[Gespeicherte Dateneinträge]

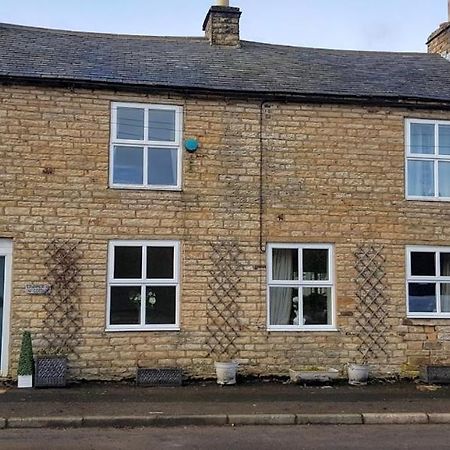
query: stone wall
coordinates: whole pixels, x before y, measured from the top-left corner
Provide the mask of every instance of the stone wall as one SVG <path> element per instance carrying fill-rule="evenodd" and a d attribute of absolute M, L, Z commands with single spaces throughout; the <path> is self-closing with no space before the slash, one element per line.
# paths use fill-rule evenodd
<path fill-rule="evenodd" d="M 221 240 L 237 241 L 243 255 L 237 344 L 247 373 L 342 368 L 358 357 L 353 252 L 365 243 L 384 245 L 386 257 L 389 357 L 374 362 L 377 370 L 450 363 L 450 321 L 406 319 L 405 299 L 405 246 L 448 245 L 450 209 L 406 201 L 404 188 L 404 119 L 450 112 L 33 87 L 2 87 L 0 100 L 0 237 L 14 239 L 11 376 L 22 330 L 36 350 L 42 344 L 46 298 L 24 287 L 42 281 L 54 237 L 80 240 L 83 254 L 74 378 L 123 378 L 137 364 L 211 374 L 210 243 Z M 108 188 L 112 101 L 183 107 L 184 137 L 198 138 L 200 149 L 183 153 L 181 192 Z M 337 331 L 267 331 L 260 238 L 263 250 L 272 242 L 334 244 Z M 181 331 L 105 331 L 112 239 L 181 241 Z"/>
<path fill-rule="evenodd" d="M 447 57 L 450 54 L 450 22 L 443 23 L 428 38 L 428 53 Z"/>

- DEINE AUFGABE: Kannst du die Datensätze oben vollständig als JSON-Liste von Zeichenketten wiedergeben, mit einem Eintrag pro Zeile und ohne Leerzeilen? Die Bilder lässt du dabei weg.

- ANTWORT FOLGT:
[
  "query: stone wall",
  "coordinates: whole pixels, x before y, measured from the top-left corner",
  "Provide the mask of every instance of the stone wall as one SVG <path> element per instance carrying fill-rule=\"evenodd\" and a d attribute of absolute M, L, Z commands with single spaces throughout; the <path> is self-closing with no space before the slash, one element per line.",
  "# paths use fill-rule evenodd",
  "<path fill-rule=\"evenodd\" d=\"M 221 240 L 237 241 L 243 255 L 237 344 L 247 373 L 342 368 L 358 357 L 353 252 L 365 243 L 384 245 L 386 257 L 389 357 L 374 362 L 377 370 L 450 363 L 450 321 L 406 319 L 405 299 L 405 246 L 448 245 L 450 209 L 406 201 L 404 188 L 404 119 L 450 112 L 33 87 L 2 87 L 0 100 L 0 237 L 14 239 L 11 376 L 22 330 L 36 350 L 42 344 L 46 298 L 24 287 L 42 281 L 54 237 L 80 240 L 83 254 L 74 378 L 123 378 L 137 364 L 211 374 L 210 243 Z M 108 188 L 112 101 L 183 107 L 184 137 L 198 138 L 200 149 L 183 153 L 181 192 Z M 337 331 L 267 331 L 260 238 L 263 250 L 272 242 L 334 244 Z M 181 331 L 105 331 L 112 239 L 181 241 Z\"/>",
  "<path fill-rule=\"evenodd\" d=\"M 447 57 L 450 54 L 450 22 L 443 23 L 428 38 L 428 53 Z\"/>"
]